Nothing but the lines from the one containing "Target: bird's dark wing" through the last line should be written out, please, exactly as they stand.

##### ENTRIES PROVIDED

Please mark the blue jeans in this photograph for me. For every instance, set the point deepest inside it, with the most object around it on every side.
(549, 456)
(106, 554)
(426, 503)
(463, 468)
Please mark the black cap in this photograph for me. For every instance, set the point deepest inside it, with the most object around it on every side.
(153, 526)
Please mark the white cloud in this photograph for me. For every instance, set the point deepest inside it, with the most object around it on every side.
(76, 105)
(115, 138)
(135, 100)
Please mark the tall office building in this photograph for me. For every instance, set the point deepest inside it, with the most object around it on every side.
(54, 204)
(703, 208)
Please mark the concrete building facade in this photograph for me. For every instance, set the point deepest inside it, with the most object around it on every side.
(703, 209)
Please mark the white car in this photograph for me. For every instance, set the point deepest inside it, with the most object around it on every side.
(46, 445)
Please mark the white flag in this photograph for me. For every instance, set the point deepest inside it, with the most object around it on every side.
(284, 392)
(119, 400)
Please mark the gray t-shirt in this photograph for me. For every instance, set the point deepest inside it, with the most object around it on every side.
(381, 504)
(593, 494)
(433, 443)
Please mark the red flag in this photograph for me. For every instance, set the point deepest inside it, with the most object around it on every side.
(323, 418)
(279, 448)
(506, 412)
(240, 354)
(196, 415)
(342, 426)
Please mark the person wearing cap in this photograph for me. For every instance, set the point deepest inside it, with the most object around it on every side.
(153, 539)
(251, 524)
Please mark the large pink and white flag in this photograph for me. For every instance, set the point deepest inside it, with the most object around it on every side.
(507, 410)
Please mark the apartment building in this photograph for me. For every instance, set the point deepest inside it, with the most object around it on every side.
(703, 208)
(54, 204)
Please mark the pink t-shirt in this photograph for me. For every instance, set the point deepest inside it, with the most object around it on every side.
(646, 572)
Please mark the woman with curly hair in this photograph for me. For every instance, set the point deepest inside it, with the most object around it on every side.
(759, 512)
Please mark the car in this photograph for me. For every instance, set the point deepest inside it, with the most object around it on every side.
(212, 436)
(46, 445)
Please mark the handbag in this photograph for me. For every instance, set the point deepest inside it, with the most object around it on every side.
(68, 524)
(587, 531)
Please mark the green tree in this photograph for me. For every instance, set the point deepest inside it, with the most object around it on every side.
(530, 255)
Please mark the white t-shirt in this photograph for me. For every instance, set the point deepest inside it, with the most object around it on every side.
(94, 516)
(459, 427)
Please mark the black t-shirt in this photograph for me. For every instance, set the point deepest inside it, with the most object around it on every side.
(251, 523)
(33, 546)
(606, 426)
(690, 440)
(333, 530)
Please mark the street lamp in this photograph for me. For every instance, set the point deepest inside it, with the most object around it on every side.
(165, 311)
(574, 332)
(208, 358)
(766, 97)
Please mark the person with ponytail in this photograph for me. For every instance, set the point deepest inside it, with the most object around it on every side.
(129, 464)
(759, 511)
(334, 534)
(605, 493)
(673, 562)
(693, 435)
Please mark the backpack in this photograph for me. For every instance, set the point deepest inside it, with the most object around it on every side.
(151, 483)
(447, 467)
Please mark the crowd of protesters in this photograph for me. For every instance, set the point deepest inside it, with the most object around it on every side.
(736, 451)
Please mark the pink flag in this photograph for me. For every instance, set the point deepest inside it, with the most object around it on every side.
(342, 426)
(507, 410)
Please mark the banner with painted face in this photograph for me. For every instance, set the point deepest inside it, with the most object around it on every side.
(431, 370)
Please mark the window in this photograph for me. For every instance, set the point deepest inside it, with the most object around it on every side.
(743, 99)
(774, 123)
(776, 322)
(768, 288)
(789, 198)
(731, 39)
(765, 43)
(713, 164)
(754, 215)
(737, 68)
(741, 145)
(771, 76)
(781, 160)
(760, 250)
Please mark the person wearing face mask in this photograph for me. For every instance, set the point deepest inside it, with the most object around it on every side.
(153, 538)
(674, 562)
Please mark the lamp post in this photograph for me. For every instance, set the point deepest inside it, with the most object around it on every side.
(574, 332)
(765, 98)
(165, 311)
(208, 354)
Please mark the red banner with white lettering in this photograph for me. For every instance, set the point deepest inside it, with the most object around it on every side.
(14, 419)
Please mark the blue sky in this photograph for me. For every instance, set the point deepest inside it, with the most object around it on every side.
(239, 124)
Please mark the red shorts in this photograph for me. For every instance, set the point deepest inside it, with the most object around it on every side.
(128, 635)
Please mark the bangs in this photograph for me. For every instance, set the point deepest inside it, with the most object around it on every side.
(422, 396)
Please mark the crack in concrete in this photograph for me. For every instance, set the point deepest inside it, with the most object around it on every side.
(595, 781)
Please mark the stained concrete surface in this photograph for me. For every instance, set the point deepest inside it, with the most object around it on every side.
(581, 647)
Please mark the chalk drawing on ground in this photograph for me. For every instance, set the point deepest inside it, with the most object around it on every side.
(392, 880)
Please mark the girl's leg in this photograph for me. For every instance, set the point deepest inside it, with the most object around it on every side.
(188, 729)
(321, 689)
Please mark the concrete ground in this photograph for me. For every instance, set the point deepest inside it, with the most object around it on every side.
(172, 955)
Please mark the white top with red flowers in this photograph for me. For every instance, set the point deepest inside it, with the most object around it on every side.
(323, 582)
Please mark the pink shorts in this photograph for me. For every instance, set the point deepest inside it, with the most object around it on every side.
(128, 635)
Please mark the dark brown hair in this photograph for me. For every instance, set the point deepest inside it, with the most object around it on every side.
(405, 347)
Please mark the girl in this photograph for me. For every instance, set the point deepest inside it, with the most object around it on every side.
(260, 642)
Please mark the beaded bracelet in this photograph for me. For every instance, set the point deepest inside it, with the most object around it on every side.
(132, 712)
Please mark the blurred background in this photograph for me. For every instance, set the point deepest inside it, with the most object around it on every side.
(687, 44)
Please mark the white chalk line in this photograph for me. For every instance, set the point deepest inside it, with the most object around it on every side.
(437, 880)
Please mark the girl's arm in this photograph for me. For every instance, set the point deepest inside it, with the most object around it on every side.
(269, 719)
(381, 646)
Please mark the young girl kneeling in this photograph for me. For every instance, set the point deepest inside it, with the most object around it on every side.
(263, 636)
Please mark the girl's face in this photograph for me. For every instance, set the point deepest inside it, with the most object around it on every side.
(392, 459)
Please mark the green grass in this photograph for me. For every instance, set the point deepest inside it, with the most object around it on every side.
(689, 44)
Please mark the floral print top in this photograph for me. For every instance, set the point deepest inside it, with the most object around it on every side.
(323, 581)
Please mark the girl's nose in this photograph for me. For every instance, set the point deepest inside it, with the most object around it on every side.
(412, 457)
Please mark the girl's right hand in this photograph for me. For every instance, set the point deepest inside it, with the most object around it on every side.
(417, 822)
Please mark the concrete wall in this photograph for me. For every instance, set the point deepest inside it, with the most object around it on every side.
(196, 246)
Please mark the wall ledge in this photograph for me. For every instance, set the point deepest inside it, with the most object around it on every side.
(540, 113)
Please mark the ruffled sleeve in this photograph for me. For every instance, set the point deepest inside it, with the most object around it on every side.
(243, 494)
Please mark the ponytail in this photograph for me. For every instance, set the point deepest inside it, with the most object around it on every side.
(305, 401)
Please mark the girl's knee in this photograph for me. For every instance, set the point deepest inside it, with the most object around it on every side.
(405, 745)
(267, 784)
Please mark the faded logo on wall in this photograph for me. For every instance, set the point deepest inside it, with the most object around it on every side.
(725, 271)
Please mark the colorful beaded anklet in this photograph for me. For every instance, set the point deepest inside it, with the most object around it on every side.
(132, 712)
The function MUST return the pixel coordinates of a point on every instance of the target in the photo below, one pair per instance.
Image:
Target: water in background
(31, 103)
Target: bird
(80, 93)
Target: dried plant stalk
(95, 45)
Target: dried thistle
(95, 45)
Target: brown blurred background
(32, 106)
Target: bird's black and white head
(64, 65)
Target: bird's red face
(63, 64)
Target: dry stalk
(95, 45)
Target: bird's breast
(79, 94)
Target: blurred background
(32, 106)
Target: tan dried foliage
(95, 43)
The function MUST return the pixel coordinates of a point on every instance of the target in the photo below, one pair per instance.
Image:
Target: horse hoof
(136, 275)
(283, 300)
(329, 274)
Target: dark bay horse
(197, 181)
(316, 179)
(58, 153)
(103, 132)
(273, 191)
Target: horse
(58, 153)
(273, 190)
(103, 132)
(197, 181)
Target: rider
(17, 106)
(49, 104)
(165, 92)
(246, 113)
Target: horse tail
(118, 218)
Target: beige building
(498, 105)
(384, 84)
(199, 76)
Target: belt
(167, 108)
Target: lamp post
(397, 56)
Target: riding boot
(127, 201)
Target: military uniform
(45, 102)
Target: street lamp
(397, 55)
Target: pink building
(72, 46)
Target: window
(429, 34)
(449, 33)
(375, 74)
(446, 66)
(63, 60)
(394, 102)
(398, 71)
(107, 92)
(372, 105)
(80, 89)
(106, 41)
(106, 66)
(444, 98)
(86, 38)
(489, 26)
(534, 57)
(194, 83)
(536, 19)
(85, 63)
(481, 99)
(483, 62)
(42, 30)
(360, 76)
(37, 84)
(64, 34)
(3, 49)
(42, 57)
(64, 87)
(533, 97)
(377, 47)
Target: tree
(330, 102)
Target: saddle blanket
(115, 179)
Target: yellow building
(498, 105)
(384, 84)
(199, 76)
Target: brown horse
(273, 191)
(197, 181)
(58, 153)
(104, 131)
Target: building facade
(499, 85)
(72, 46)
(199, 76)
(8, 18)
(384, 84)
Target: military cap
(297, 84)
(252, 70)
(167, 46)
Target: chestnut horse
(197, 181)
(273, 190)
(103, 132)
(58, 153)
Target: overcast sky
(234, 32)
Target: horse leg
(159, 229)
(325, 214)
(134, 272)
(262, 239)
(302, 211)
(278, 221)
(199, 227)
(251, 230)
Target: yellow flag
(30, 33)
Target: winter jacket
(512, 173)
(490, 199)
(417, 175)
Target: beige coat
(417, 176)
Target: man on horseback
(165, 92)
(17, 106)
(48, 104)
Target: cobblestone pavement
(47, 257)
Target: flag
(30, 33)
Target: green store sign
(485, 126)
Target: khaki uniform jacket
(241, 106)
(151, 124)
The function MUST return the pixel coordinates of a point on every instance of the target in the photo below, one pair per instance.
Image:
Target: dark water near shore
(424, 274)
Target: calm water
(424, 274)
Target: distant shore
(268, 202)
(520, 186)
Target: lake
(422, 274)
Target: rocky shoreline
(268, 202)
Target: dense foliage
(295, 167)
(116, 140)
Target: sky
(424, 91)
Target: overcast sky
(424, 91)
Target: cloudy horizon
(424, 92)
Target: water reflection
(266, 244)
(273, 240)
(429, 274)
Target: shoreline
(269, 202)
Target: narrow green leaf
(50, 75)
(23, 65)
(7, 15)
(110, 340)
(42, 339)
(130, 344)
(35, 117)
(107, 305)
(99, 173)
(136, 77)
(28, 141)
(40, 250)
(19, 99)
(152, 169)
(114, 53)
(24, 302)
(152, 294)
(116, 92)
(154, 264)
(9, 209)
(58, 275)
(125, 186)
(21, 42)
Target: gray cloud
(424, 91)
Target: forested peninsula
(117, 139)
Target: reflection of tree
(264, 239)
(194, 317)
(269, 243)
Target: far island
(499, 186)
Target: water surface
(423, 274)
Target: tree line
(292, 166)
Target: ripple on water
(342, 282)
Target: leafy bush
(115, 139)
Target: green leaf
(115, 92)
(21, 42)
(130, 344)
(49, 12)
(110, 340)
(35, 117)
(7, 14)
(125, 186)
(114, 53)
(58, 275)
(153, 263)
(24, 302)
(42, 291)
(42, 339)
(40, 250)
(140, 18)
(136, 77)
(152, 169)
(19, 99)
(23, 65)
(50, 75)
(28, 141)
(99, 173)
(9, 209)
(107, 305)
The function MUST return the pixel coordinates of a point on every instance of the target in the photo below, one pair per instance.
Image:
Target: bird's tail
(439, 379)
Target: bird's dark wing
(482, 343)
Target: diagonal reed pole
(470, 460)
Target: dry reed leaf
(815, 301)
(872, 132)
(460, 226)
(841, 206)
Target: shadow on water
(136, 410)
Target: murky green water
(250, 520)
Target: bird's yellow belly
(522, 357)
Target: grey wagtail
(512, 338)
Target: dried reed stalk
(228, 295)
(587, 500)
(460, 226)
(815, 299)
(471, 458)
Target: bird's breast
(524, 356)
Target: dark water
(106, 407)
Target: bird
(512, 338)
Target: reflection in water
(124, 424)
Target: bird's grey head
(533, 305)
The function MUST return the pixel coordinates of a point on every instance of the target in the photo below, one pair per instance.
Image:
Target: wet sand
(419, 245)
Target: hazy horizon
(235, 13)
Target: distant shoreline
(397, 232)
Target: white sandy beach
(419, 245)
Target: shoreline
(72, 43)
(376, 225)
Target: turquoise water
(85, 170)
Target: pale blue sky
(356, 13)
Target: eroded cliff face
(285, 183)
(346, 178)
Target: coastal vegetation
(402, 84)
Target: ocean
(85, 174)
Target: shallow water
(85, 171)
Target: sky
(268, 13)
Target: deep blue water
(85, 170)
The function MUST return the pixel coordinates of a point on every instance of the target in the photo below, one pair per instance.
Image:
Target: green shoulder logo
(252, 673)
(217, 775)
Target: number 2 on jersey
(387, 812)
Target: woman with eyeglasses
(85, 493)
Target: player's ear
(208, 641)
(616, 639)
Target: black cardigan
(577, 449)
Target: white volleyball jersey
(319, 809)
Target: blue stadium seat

##########

**SOLUTION FOR THIS EXERCISE:**
Target: bird's dark wing
(482, 343)
Target: diagonal reed pole
(470, 460)
Target: dry reed leaf
(815, 301)
(872, 132)
(460, 226)
(841, 206)
Target: shadow on water
(136, 410)
Target: murky green water
(250, 520)
Target: bird's yellow belly
(522, 357)
Target: grey wagtail
(512, 338)
Target: dried reed stalk
(228, 295)
(587, 500)
(460, 226)
(815, 299)
(471, 458)
Target: bird's breast
(524, 356)
Target: dark water
(106, 407)
Target: bird
(512, 338)
Target: reflection in water
(124, 424)
Target: bird's grey head
(533, 305)
The function MUST return the pixel coordinates of a point on every instance of the target in the photo below, one pair per instance.
Image:
Target: wet sand
(419, 245)
Target: hazy horizon
(235, 13)
Target: distant shoreline
(397, 232)
Target: white sandy beach
(419, 245)
Target: shoreline
(72, 43)
(376, 225)
Target: turquoise water
(85, 170)
Target: pale blue sky
(356, 13)
Target: eroded cliff face
(285, 183)
(346, 178)
Target: coastal vegetation
(402, 84)
Target: ocean
(85, 174)
Target: shallow water
(85, 171)
Target: sky
(268, 13)
Target: deep blue water
(85, 170)
The function MUST return the pixel coordinates of a point on every instance of the target in the photo below, one pair per instance.
Image:
Target: green shoulder logo
(252, 673)
(217, 775)
Target: number 2 on jersey
(387, 812)
Target: woman with eyeglasses
(85, 493)
Target: player's ear
(208, 641)
(616, 639)
Target: black cardigan
(577, 449)
Target: white volleyball jersey
(319, 809)
Target: blue stadium seat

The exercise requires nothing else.